- _Problem to solve_:
Gather every line in the rows below that contains the string "dark", treating uppercase and lowercase letters as different.

- _Material to process_:
-- START --

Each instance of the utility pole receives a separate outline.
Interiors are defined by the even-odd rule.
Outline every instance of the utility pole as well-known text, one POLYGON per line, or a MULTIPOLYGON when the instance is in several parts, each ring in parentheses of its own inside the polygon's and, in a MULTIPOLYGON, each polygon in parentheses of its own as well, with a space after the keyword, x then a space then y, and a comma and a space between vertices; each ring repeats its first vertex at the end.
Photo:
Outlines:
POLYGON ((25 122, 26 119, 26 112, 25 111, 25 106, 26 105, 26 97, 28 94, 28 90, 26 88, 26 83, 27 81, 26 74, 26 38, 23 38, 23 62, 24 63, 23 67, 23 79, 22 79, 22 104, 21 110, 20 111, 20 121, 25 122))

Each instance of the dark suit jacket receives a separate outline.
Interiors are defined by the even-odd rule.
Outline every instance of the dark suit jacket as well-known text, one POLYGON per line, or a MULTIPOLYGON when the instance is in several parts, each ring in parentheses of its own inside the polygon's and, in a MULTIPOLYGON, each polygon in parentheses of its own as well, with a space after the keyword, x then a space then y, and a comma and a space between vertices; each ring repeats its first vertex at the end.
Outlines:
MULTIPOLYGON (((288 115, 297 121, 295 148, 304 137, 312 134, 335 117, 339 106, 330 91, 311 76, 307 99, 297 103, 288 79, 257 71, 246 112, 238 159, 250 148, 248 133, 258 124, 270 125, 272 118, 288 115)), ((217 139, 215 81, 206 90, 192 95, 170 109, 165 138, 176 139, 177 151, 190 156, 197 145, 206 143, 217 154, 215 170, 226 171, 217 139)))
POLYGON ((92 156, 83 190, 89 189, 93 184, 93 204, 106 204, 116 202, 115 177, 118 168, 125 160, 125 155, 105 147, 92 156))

-- END --

- _Result of this exercise_:
Each instance of the dark suit jacket receives a separate outline.
Outline every instance of the dark suit jacket as well-known text, one POLYGON per line, or a MULTIPOLYGON when the instance is in several parts, each ring in parentheses of its own inside the polygon's and, in a MULTIPOLYGON, each polygon in parentheses of its own as well, with a space after the keyword, x then a space then y, and a comma and a space between vertices; each ring repeats its first vertex at the end.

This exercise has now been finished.